* STATED EXERCISE 1: Extract the passage of the forum thread on casting and golf swings from "# Cast swing, golf" to "bit more subtle.", copying it word for word.
Begin DOCUMENT PASSAGE
# Cast swing, golf swing



## Tommy (Jan 24, 2001)

How many casters out there golf? How many golfers out there also enjoy surfcasting??

A few weeks ago my brother Charlie and Cuz Bill Bailey came down and spent a week with Kim and I. We hit Fort Fisher multiple times but also spent some time doing something I haven't done in 25+ years..... Golf.

At first I was just going to drive the goomers around in the cart but instead decided to give it a go. We had a blast playing two local courses, one cheap and one nice. Also spent some time on the local driving range whacking balls.

My observation is there are similarities and significant differences in the swing. The differences are obvious, the similarities a bit more subtle.

Maybe this thread will take off, I'm interested in what you guys think.

Tommy


----------



## Hudak (Sep 10, 2007)

I would think head, hands, then hips would be the same. Difference being head is on the ball as opposed to the horizon.


----------



## lil red jeep (Aug 17, 2007)

I do golf, and though I a no distance caster, I do try to hit it from the sand and piers when it's called for. Timing is the critical thing in both. the kingfeeder says "head,hands, then hips", and in golf, you want to keep your head as still as possible, star the hands down on plane, and clear the hips well before the club strikes the ball. Watching your casts Tommy on Youtube, I can see where you would have the strength and flexibility to obviously rip the cover off the ball, but I would guess it would come more from athletiscism than from a distance casting technique. WHat really sucks is trying to play golf early in the day and playing a softball game later that evening. For me, everything is a pop fly after a round of golf.
End DOCUMENT PASSAGE
Begin MATERIAL TO PROCESS
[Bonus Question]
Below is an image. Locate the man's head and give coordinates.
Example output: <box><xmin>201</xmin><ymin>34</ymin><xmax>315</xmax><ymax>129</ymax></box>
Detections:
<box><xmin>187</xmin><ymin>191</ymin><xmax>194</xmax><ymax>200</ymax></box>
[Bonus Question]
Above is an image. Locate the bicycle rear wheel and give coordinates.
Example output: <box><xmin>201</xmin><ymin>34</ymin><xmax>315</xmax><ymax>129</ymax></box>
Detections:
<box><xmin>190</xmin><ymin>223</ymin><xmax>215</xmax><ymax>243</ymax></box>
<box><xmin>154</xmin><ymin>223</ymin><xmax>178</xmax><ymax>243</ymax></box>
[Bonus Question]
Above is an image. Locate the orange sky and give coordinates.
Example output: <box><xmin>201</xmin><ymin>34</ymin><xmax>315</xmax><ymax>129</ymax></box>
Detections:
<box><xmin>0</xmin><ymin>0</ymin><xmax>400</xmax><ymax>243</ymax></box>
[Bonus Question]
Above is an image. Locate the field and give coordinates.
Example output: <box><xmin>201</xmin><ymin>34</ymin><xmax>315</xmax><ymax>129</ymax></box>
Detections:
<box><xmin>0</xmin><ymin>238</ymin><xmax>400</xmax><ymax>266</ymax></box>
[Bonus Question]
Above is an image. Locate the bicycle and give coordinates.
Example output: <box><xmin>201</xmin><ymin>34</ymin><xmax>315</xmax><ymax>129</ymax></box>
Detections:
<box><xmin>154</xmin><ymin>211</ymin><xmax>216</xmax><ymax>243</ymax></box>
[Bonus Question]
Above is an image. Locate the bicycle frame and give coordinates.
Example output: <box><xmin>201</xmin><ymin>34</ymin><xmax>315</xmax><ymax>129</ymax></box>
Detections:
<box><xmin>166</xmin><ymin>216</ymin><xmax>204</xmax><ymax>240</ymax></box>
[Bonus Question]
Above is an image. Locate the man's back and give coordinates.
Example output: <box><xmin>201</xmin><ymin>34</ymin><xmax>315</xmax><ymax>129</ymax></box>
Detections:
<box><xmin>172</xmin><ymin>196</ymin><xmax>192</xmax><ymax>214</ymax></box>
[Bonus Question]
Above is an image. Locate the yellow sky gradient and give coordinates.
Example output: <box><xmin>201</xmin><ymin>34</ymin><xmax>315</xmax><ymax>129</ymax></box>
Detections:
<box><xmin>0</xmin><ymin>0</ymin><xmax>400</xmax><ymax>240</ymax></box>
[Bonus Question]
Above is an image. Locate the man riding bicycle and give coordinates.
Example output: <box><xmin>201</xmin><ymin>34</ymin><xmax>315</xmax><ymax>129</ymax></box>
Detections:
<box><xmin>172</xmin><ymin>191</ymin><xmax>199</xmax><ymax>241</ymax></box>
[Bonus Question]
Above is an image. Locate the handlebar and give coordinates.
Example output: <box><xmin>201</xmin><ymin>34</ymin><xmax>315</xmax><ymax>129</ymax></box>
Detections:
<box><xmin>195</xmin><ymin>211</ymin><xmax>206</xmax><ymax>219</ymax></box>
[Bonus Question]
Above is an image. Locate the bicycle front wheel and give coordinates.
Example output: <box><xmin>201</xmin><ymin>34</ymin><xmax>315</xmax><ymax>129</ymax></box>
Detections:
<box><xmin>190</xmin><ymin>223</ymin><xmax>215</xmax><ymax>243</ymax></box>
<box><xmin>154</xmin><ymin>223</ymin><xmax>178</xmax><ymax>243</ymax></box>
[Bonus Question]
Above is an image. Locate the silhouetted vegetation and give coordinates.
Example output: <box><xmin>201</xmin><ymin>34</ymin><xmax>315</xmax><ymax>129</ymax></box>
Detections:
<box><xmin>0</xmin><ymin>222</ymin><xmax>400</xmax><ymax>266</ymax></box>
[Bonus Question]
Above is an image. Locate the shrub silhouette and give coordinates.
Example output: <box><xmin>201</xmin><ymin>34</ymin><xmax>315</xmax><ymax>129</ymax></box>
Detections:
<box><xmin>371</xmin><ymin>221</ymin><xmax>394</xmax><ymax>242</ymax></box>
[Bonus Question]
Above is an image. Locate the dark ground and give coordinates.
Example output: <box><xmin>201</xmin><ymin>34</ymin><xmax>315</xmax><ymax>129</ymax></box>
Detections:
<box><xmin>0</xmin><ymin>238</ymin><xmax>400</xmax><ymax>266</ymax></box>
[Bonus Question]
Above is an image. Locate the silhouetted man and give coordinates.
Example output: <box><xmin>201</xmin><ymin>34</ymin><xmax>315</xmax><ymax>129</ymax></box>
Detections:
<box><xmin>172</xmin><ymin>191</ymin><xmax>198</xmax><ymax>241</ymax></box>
End MATERIAL TO PROCESS
* STATED EXERCISE 2: Filter the entries above and copy out each line that contains the word "bicycle".

* CORRECT OUTPUT 1:
# Cast swing, golf swing



## Tommy (Jan 24, 2001)

How many casters out there golf? How many golfers out there also enjoy surfcasting??

A few weeks ago my brother Charlie and Cuz Bill Bailey came down and spent a week with Kim and I. We hit Fort Fisher multiple times but also spent some time doing something I haven't done in 25+ years..... Golf.

At first I was just going to drive the goomers around in the cart but instead decided to give it a go. We had a blast playing two local courses, one cheap and one nice. Also spent some time on the local driving range whacking balls.

My observation is there are similarities and significant differences in the swing. The differences are obvious, the similarities a bit more subtle.

* CORRECT OUTPUT 2:
Above is an image. Locate the bicycle rear wheel and give coordinates.
Above is an image. Locate the bicycle and give coordinates.
Above is an image. Locate the bicycle frame and give coordinates.
Above is an image. Locate the man riding bicycle and give coordinates.
Above is an image. Locate the bicycle front wheel and give coordinates.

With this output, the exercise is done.